— BEGIN EXCERPTED TEXT —

In summary, there are still some defects in the research of multiphase flow. This includes: (1) The previous researches on pressure calculation methods of multiphase pipe flow mainly concentrated on horizontal and vertical pipes, and research on multiphase pipe flow under the conditions of different inclined angles is insufficient. (2) The available pressure calculation methods of multiphase pipe flow were mostly empirical and semiempirical methods and were all obtained within certain experimental scope; the calculation results were not always correct when exceeding the scope, and the application of these methods is therefore largely restricted. In particular, there are few experimental researches on the multiphase pipe flow under the conditions of large output from slanted well bores.
Therefore, in line with multiple well types, complicated casing program, various inclined angles, high production proration of single well, high gas–oil ratio (GOR > 100 m3/m3), low viscosity (1.2–5.7 cp), and heavy crude (19–29 API°) in the Middle East, it is necessary to conduct experimental research on multiphase pipe flow at high yield and different inclined angles. This will help find the flow patterns of gas and liquid in oil wells with high yield and different inclined angles accurately and optimize the multiphase flow pressure gradient computation method suitable for high-yield inclined pipes.

— END EXCERPTED TEXT —
— BEGIN RECORDS PROVIDED —

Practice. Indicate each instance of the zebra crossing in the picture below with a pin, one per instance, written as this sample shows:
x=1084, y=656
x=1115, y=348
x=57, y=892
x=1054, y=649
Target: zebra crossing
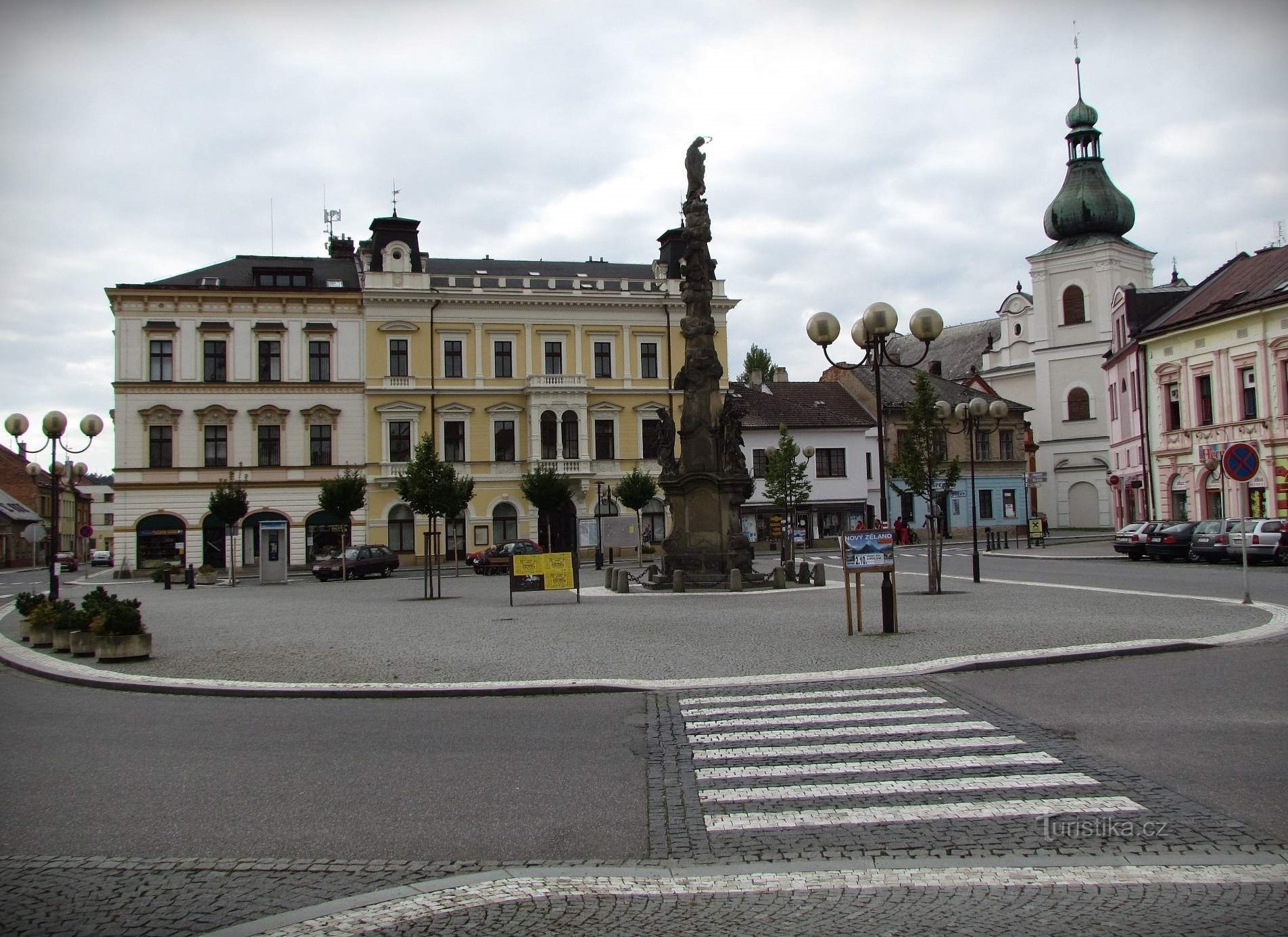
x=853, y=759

— END RECORDS PROVIDED —
— BEGIN RECORDS PROVIDED —

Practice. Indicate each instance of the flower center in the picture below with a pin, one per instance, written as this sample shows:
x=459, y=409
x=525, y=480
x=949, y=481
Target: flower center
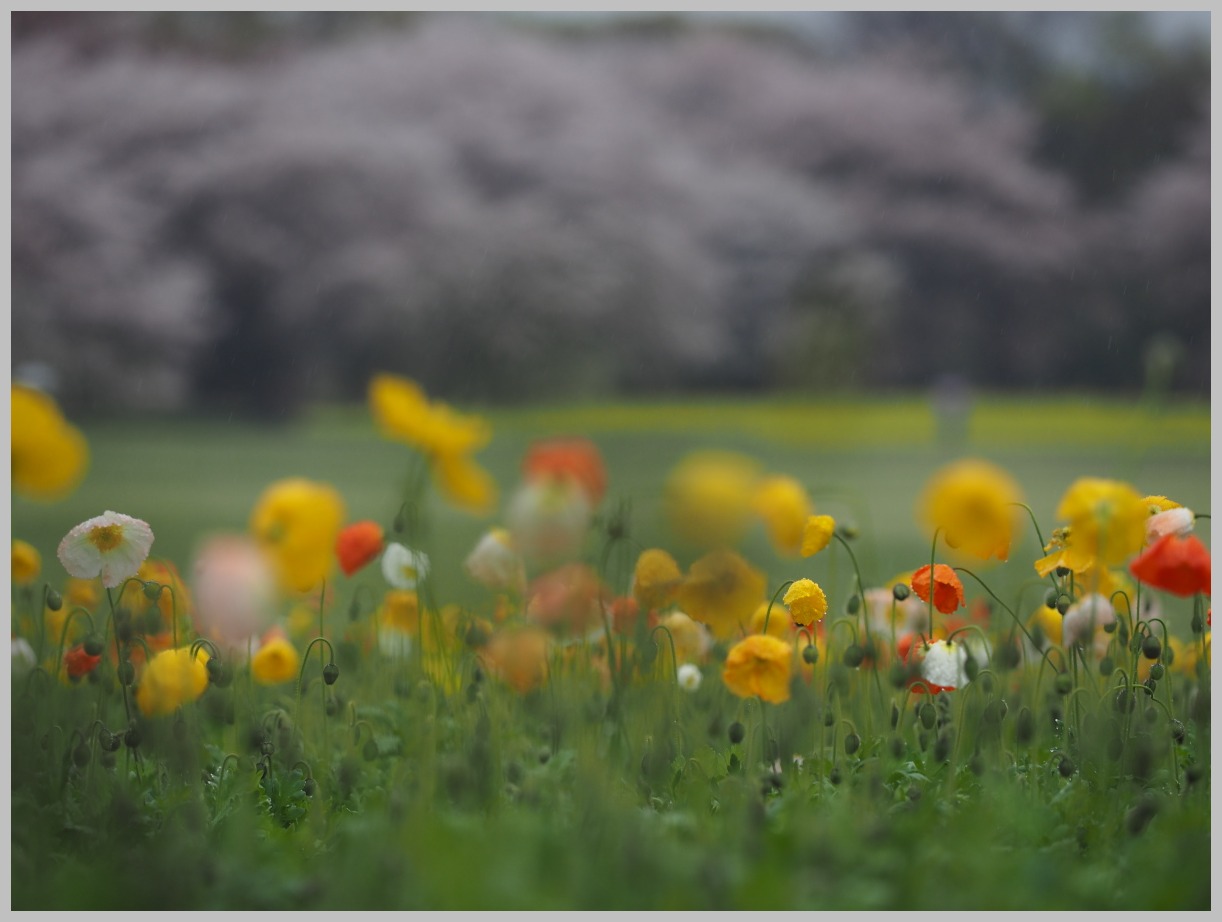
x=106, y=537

— END RECORDS PROVIDED —

* **WHAT IS BEING ASKED**
Return the passage on multiphase pipe flow research in full, word for word. Work solely from the passage on multiphase pipe flow research, not from the material.

* **TASK OUTPUT**
In summary, there are still some defects in the research of multiphase flow. This includes: (1) The previous researches on pressure calculation methods of multiphase pipe flow mainly concentrated on horizontal and vertical pipes, and research on multiphase pipe flow under the conditions of different inclined angles is insufficient. (2) The available pressure calculation methods of multiphase pipe flow were mostly empirical and semiempirical methods and were all obtained within certain experimental scope; the calculation results were not always correct when exceeding the scope, and the application of these methods is therefore largely restricted. In particular, there are few experimental researches on the multiphase pipe flow under the conditions of large output from slanted well bores.
Therefore, in line with multiple well types, complicated casing program, various inclined angles, high production proration of single well, high gas–oil ratio (GOR > 100 m3/m3), low viscosity (1.2–5.7 cp), and heavy crude (19–29 API°) in the Middle East, it is necessary to conduct experimental research on multiphase pipe flow at high yield and different inclined angles. This will help find the flow patterns of gas and liquid in oil wells with high yield and different inclined angles accurately and optimize the multiphase flow pressure gradient computation method suitable for high-yield inclined pipes.